* _ABOUT THIS EXERCISE_:
Render every line of the rows below as a two-column Markdown table headed No. and Line. Number the lines in order and leave out any blank ones.

DATA FOR THIS EXERCISE START

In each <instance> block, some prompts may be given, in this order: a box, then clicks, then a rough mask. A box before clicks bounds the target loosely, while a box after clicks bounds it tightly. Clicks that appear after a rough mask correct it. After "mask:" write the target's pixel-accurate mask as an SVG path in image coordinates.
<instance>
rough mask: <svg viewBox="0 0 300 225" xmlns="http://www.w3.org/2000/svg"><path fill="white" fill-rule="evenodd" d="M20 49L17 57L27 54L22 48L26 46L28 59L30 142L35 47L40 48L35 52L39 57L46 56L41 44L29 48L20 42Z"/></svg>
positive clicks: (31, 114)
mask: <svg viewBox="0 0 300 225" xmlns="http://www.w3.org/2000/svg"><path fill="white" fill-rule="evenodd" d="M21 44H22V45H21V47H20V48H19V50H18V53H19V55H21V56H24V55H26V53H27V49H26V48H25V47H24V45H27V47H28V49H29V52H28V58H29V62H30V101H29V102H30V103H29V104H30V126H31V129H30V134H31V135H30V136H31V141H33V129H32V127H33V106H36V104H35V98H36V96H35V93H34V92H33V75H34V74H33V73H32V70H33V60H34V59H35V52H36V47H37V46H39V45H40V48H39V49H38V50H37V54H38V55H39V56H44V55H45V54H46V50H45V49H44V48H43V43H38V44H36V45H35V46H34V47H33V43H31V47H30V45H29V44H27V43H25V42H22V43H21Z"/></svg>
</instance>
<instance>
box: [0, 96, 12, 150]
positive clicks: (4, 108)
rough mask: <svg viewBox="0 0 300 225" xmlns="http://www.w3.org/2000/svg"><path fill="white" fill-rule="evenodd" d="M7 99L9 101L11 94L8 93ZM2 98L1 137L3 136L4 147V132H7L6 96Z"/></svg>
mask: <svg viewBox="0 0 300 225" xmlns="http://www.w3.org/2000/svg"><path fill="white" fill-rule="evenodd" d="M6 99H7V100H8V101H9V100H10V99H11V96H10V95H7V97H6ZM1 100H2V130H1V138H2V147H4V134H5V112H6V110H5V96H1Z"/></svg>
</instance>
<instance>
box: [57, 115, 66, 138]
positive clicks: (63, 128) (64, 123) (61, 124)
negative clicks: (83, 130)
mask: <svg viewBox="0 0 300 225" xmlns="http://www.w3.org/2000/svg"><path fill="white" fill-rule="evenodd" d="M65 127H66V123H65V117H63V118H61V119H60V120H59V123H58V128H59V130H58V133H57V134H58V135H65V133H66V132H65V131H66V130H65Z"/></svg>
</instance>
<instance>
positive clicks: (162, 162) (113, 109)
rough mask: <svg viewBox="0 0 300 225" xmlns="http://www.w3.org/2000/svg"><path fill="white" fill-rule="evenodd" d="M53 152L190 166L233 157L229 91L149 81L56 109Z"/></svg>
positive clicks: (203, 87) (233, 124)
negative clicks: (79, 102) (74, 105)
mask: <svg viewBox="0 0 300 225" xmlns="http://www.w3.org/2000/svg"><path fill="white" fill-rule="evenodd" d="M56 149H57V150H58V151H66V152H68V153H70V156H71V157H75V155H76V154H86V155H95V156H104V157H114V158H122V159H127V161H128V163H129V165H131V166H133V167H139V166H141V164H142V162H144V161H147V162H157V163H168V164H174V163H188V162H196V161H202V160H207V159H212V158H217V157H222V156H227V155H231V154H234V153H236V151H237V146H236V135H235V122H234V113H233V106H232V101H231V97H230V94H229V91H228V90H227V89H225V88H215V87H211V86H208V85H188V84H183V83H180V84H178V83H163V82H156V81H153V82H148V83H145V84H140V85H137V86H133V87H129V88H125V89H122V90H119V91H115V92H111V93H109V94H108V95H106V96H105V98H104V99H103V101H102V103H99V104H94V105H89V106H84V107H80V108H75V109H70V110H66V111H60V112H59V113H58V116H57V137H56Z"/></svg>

DATA FOR THIS EXERCISE END

* _YOUR RESPONSE_:
| No. | Line |
|---|---|
| 1 | In each <instance> block, some prompts may be given, in this order: a box, then clicks, then a rough mask. A box before clicks bounds the target loosely, while a box after clicks bounds it tightly. Clicks that appear after a rough mask correct it. After "mask:" write the target's pixel-accurate mask as an SVG path in image coordinates. |
| 2 | <instance> |
| 3 | rough mask: <svg viewBox="0 0 300 225" xmlns="http://www.w3.org/2000/svg"><path fill="white" fill-rule="evenodd" d="M20 49L17 57L27 54L22 48L26 46L28 59L30 142L35 47L40 48L35 52L39 57L46 56L41 44L29 48L20 42Z"/></svg> |
| 4 | positive clicks: (31, 114) |
| 5 | mask: <svg viewBox="0 0 300 225" xmlns="http://www.w3.org/2000/svg"><path fill="white" fill-rule="evenodd" d="M21 44H22V45H21V47H20V48H19V50H18V53H19V55H21V56H24V55H26V53H27V49H26V48H25V47H24V45H27V47H28V49H29V52H28V58H29V62H30V101H29V102H30V103H29V104H30V126H31V129H30V134H31V135H30V136H31V141H33V129H32V127H33V106H36V104H35V98H36V96H35V93H34V92H33V75H34V74H33V73H32V70H33V60H34V59H35V52H36V47H37V46H39V45H40V48H39V49H38V50H37V54H38V55H39V56H44V55H45V54H46V50H45V49H44V48H43V43H38V44H36V45H35V46H34V47H33V43H31V47H30V45H29V44H27V43H25V42H22V43H21Z"/></svg> |
| 6 | </instance> |
| 7 | <instance> |
| 8 | box: [0, 96, 12, 150] |
| 9 | positive clicks: (4, 108) |
| 10 | rough mask: <svg viewBox="0 0 300 225" xmlns="http://www.w3.org/2000/svg"><path fill="white" fill-rule="evenodd" d="M7 99L9 101L11 94L8 93ZM2 98L1 137L3 136L4 147V132H7L6 96Z"/></svg> |
| 11 | mask: <svg viewBox="0 0 300 225" xmlns="http://www.w3.org/2000/svg"><path fill="white" fill-rule="evenodd" d="M6 99H7V100H8V101H9V100H10V99H11V96H10V95H7V97H6ZM1 100H2V130H1V138H2V147H4V134H5V112H6V110H5V96H1Z"/></svg> |
| 12 | </instance> |
| 13 | <instance> |
| 14 | box: [57, 115, 66, 138] |
| 15 | positive clicks: (63, 128) (64, 123) (61, 124) |
| 16 | negative clicks: (83, 130) |
| 17 | mask: <svg viewBox="0 0 300 225" xmlns="http://www.w3.org/2000/svg"><path fill="white" fill-rule="evenodd" d="M65 127H66V123H65V117H63V118H61V119H60V120H59V123H58V128H59V130H58V133H57V134H58V135H65V133H66V132H65V131H66V130H65Z"/></svg> |
| 18 | </instance> |
| 19 | <instance> |
| 20 | positive clicks: (162, 162) (113, 109) |
| 21 | rough mask: <svg viewBox="0 0 300 225" xmlns="http://www.w3.org/2000/svg"><path fill="white" fill-rule="evenodd" d="M53 152L190 166L233 157L229 91L149 81L56 109Z"/></svg> |
| 22 | positive clicks: (203, 87) (233, 124) |
| 23 | negative clicks: (79, 102) (74, 105) |
| 24 | mask: <svg viewBox="0 0 300 225" xmlns="http://www.w3.org/2000/svg"><path fill="white" fill-rule="evenodd" d="M56 149H57V150H58V151H66V152H68V153H70V156H71V157H75V155H76V154H86V155H95V156H104V157H114V158H122V159H127V161H128V163H129V165H131V166H133V167H139V166H141V164H142V162H144V161H147V162H157V163H168V164H174V163H188V162H196V161H202V160H207V159H212V158H217V157H222V156H227V155H231V154H234V153H236V151H237V146H236V135H235V122H234V113H233V106H232V101H231V97H230V94H229V91H228V90H227V89H225V88H215V87H211V86H208V85H188V84H183V83H180V84H178V83H163V82H156V81H153V82H148V83H145V84H140V85H137V86H133V87H129V88H125V89H122V90H119V91H115V92H111V93H109V94H108V95H106V96H105V98H104V99H103V101H102V103H99V104H94V105H89V106H84V107H80V108H75V109H70V110H66V111H60V112H59V113H58V116H57V137H56Z"/></svg> |